→ **Your assignment**:
Among the records below, find the line that has "point(163, 677)"; from there, give the lines again exactly, and stop after the line that has "Target: metal mesh cage".

→ **Exercise data**:
-------

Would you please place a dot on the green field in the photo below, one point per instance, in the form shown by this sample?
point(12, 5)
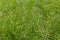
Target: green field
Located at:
point(29, 19)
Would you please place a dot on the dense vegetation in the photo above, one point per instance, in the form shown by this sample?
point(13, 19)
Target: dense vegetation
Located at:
point(29, 19)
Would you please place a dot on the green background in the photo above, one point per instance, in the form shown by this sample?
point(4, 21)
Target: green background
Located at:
point(29, 19)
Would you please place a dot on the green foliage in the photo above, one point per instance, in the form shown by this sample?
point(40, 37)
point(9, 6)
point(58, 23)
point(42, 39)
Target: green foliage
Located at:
point(29, 19)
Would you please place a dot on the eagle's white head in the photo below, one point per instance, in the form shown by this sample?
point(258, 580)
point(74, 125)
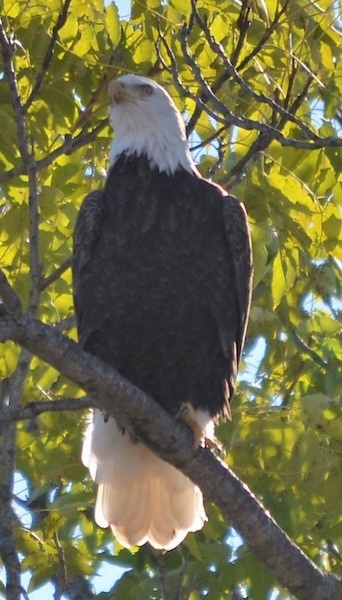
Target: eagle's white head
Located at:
point(146, 121)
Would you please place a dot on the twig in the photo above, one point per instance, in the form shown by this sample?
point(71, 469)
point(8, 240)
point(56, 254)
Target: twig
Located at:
point(62, 17)
point(61, 578)
point(172, 441)
point(221, 114)
point(34, 409)
point(9, 297)
point(158, 561)
point(69, 146)
point(232, 72)
point(55, 275)
point(264, 37)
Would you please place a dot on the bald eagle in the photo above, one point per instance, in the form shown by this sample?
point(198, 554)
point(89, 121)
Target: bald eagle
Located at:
point(162, 279)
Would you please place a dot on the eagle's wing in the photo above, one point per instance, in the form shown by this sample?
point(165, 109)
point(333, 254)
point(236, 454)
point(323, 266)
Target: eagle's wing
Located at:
point(86, 234)
point(238, 237)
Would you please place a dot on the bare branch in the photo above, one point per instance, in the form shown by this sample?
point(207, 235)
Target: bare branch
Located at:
point(172, 441)
point(233, 74)
point(34, 409)
point(220, 112)
point(70, 145)
point(62, 17)
point(56, 274)
point(9, 297)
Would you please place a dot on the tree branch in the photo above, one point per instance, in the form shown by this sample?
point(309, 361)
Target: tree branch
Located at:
point(34, 409)
point(70, 145)
point(62, 17)
point(172, 441)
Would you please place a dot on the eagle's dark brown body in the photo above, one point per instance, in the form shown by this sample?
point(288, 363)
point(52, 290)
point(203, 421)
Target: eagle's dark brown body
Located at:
point(162, 272)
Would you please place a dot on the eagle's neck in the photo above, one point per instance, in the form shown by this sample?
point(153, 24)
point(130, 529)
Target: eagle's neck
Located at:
point(163, 141)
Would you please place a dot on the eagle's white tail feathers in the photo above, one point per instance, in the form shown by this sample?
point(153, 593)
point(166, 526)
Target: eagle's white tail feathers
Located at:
point(141, 497)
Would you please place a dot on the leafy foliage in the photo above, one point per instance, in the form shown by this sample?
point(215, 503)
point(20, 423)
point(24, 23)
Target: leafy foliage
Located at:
point(276, 71)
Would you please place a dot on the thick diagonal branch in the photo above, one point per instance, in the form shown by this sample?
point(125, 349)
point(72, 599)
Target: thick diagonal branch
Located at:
point(172, 441)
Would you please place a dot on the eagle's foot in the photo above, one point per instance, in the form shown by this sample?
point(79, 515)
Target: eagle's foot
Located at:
point(187, 415)
point(105, 415)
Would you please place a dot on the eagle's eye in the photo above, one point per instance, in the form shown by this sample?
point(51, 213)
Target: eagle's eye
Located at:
point(146, 89)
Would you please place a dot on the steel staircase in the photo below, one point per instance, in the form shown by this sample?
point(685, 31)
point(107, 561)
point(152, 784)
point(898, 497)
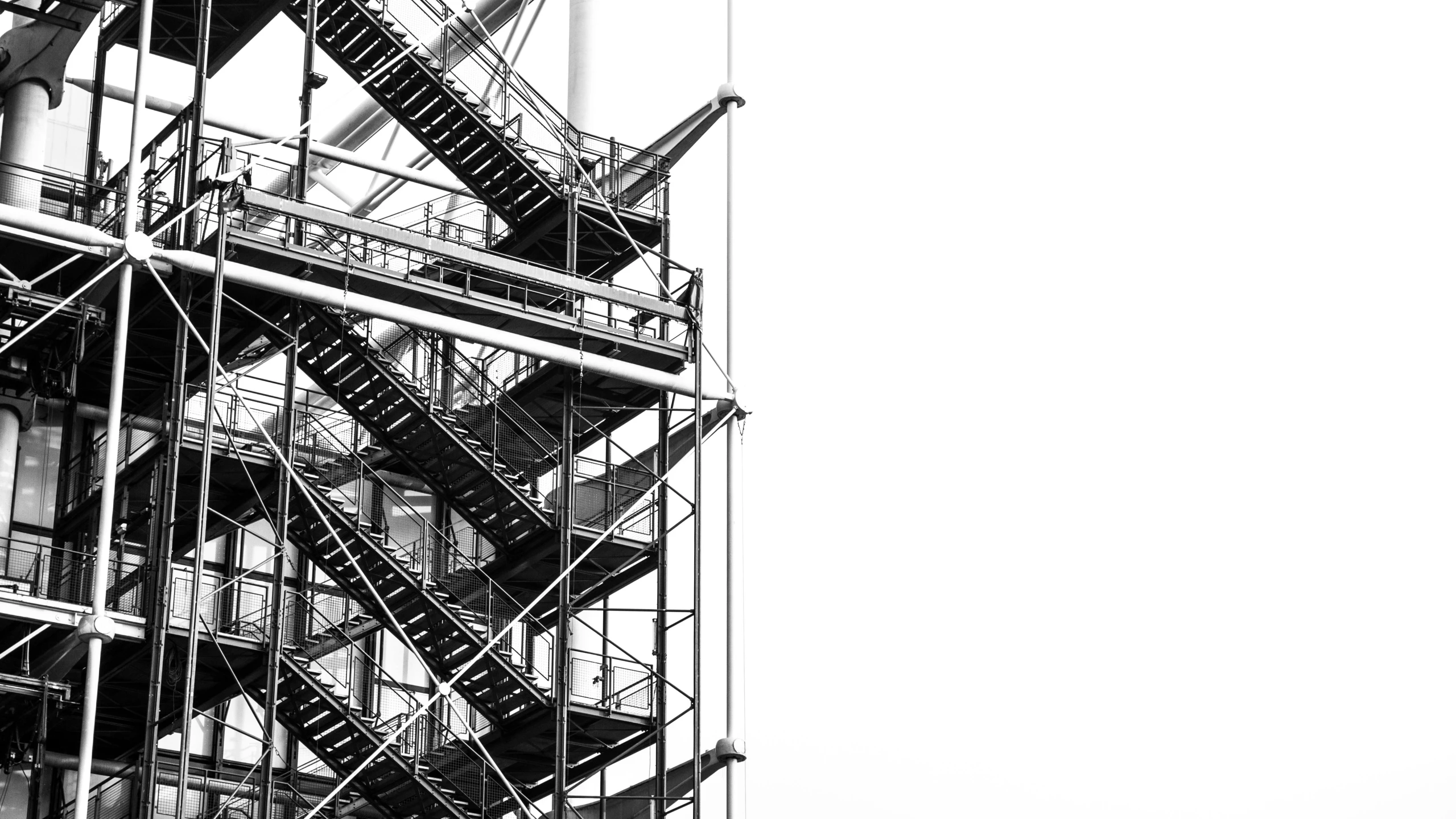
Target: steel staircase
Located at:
point(449, 622)
point(345, 735)
point(444, 630)
point(473, 114)
point(440, 447)
point(471, 140)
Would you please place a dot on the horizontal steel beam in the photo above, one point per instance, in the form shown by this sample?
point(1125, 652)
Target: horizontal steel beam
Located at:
point(680, 383)
point(469, 257)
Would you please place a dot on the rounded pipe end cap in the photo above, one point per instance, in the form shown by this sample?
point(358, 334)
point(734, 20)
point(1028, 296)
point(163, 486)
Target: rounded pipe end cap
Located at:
point(97, 627)
point(727, 93)
point(735, 750)
point(137, 246)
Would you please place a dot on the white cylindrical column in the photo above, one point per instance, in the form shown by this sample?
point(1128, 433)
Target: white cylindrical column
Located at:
point(22, 142)
point(9, 462)
point(581, 71)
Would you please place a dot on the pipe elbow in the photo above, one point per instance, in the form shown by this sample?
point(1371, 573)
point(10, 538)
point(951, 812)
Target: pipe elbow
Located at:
point(727, 93)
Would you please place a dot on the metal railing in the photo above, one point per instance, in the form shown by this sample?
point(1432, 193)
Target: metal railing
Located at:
point(66, 575)
point(229, 606)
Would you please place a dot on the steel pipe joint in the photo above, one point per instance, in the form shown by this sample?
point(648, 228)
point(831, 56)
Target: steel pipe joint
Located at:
point(97, 627)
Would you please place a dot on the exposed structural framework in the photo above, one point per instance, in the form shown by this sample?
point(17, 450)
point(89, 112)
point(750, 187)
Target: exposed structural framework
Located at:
point(369, 514)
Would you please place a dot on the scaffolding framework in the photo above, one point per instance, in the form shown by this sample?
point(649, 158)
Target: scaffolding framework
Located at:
point(356, 564)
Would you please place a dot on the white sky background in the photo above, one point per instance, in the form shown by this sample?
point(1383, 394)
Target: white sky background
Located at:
point(1101, 367)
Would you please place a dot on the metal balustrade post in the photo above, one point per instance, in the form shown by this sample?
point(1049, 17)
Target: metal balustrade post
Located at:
point(275, 626)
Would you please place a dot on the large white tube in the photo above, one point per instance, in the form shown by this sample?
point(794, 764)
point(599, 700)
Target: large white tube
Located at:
point(402, 315)
point(378, 307)
point(581, 69)
point(9, 462)
point(22, 142)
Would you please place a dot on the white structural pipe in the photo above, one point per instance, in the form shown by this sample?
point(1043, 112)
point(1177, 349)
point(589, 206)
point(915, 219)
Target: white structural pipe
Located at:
point(9, 460)
point(439, 324)
point(447, 184)
point(581, 71)
point(22, 142)
point(378, 307)
point(97, 629)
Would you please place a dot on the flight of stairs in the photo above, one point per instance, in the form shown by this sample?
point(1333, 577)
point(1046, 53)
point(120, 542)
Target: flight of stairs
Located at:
point(437, 445)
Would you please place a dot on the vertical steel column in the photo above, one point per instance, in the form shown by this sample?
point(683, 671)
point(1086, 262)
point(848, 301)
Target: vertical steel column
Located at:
point(698, 547)
point(97, 629)
point(563, 671)
point(204, 485)
point(733, 700)
point(194, 149)
point(159, 585)
point(38, 750)
point(665, 423)
point(311, 32)
point(94, 120)
point(566, 520)
point(284, 437)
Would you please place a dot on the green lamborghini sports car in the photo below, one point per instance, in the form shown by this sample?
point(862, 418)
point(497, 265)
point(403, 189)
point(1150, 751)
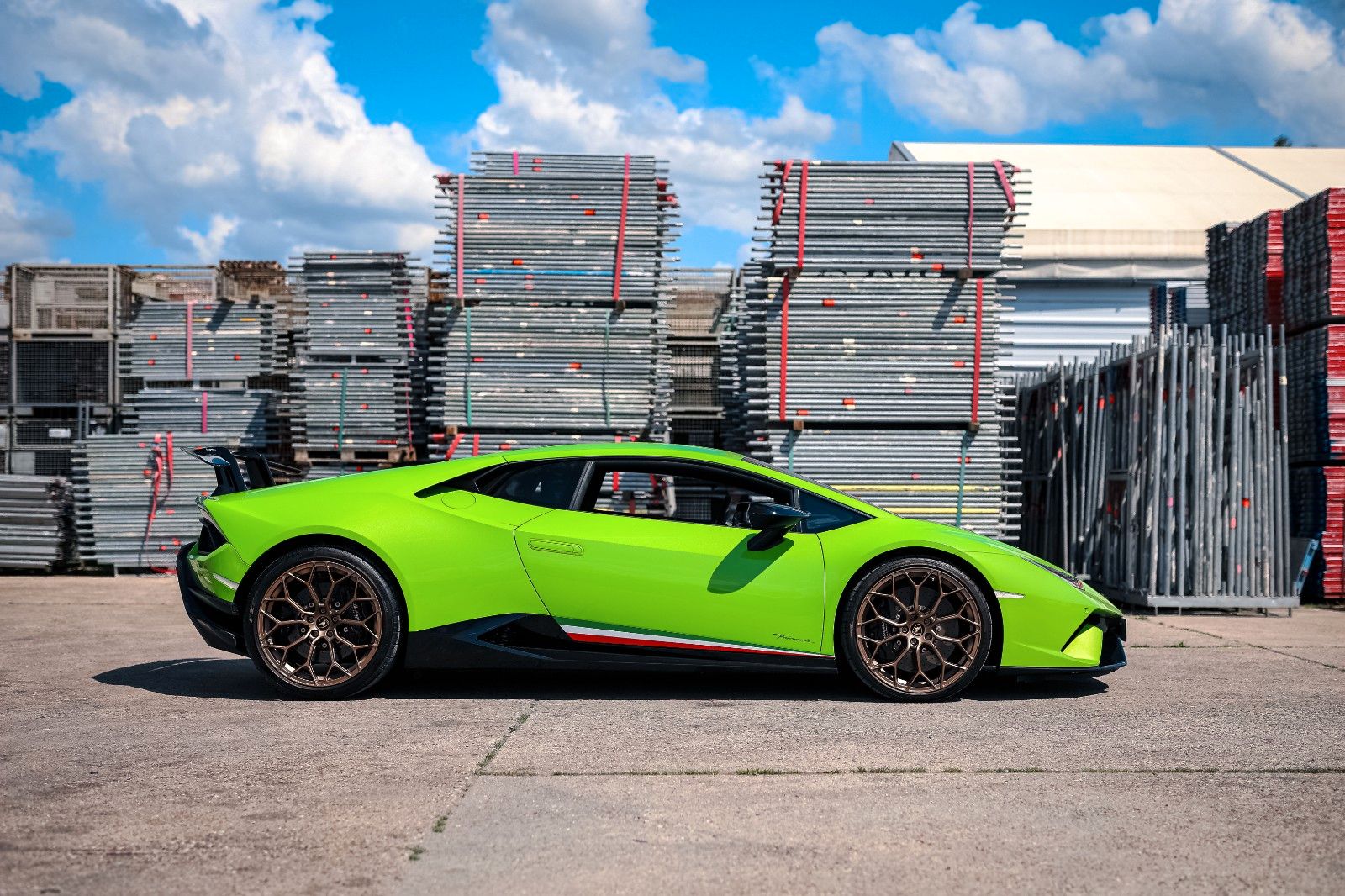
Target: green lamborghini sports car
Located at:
point(616, 556)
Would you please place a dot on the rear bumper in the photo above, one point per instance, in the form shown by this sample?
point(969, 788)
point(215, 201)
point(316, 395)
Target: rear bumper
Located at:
point(217, 622)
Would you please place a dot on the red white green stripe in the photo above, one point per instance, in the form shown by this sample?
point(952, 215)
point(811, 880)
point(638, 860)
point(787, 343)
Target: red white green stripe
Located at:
point(595, 635)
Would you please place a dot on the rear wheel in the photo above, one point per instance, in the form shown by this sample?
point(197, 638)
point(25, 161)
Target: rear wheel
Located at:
point(915, 629)
point(323, 623)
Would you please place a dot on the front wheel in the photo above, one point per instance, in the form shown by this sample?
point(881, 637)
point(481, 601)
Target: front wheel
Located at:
point(915, 629)
point(323, 623)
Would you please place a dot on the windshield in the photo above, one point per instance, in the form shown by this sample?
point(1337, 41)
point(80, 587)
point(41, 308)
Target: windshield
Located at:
point(789, 472)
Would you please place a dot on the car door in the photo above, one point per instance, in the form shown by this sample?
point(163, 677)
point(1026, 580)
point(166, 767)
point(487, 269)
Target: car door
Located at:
point(645, 559)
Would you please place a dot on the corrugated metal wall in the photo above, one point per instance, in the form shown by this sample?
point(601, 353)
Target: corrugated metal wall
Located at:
point(1053, 320)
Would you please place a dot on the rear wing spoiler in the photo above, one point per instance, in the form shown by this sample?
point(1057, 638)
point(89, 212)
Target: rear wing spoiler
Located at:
point(230, 466)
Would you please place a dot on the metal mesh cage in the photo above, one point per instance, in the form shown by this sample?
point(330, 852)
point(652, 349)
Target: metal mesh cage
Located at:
point(62, 372)
point(66, 298)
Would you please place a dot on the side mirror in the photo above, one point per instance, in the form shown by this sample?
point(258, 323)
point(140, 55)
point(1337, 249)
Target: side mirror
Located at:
point(773, 522)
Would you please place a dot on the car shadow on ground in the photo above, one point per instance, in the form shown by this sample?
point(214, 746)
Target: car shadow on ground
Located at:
point(239, 680)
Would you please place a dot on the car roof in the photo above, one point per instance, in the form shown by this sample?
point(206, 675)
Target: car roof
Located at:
point(683, 452)
point(619, 450)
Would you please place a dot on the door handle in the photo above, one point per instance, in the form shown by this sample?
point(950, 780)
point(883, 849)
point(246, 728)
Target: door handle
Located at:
point(555, 546)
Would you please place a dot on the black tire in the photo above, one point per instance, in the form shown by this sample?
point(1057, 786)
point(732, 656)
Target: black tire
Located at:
point(889, 626)
point(351, 623)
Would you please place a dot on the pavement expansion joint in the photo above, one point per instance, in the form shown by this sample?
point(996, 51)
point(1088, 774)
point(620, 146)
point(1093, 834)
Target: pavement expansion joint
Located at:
point(767, 772)
point(440, 824)
point(1234, 642)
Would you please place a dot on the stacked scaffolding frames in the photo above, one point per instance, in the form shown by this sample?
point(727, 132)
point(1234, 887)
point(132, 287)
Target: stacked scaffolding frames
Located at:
point(356, 361)
point(1160, 472)
point(871, 336)
point(549, 315)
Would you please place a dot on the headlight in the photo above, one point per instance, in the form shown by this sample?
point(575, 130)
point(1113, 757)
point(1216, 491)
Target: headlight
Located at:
point(1073, 580)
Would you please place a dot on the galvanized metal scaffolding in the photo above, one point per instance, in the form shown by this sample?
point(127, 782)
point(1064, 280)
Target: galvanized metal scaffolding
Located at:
point(871, 334)
point(1160, 472)
point(356, 351)
point(551, 314)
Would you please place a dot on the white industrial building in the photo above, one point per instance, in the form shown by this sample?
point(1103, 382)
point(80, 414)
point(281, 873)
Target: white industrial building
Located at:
point(1107, 222)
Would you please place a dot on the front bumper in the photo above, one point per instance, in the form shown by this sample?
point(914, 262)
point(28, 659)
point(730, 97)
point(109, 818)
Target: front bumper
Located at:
point(219, 622)
point(1111, 658)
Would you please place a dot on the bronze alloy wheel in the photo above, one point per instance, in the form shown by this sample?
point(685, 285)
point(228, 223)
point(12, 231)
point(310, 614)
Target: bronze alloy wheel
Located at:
point(918, 630)
point(319, 625)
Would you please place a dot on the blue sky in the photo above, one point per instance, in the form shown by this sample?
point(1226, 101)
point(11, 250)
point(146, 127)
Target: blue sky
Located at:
point(148, 132)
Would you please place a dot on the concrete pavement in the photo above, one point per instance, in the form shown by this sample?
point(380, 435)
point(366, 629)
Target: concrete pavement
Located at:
point(132, 757)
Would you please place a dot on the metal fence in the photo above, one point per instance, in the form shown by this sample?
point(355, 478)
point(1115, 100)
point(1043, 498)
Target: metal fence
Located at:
point(1160, 472)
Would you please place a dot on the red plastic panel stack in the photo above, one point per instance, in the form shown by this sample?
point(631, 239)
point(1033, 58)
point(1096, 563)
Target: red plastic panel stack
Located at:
point(1247, 273)
point(1315, 308)
point(1315, 255)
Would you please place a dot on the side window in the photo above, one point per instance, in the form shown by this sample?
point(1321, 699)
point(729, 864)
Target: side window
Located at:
point(672, 493)
point(545, 485)
point(825, 514)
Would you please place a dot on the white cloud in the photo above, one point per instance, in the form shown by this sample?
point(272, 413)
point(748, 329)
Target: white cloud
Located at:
point(210, 245)
point(226, 111)
point(27, 228)
point(1219, 58)
point(587, 77)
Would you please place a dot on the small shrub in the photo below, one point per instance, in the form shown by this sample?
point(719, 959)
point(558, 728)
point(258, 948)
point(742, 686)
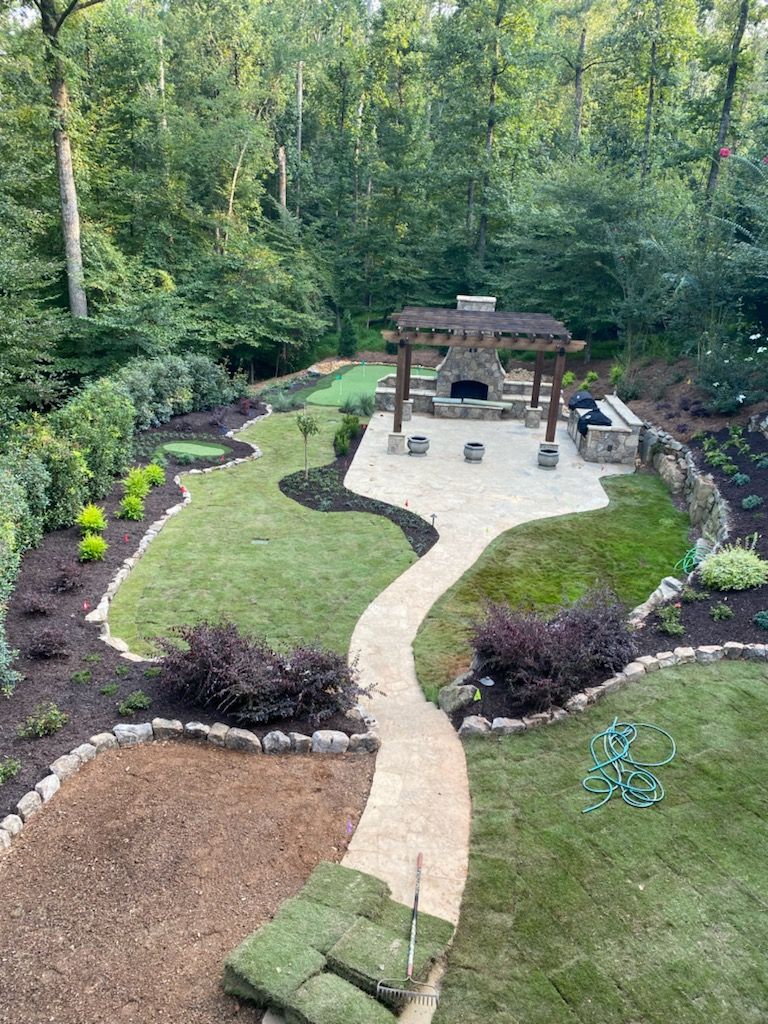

-------

→ **Answer to this problem**:
point(163, 677)
point(1026, 580)
point(166, 767)
point(487, 269)
Target: car door
Located at:
point(645, 559)
Would you please place a dot on the corrugated metal wall in the photo above, one point per instance, in the form shown by this sample?
point(601, 353)
Target: corrugated metal wall
Located at:
point(1053, 320)
Would you please place a dot on the rear wing spoiler in the photo above, one point per instance, in the form shown by this sample?
point(1057, 638)
point(89, 212)
Target: rear wing spoiler
Located at:
point(230, 466)
Would you please place a dot on the metal mesh cage in the photo above, one point per instance, in the form shown by this sample?
point(330, 852)
point(652, 349)
Target: metal mesh cage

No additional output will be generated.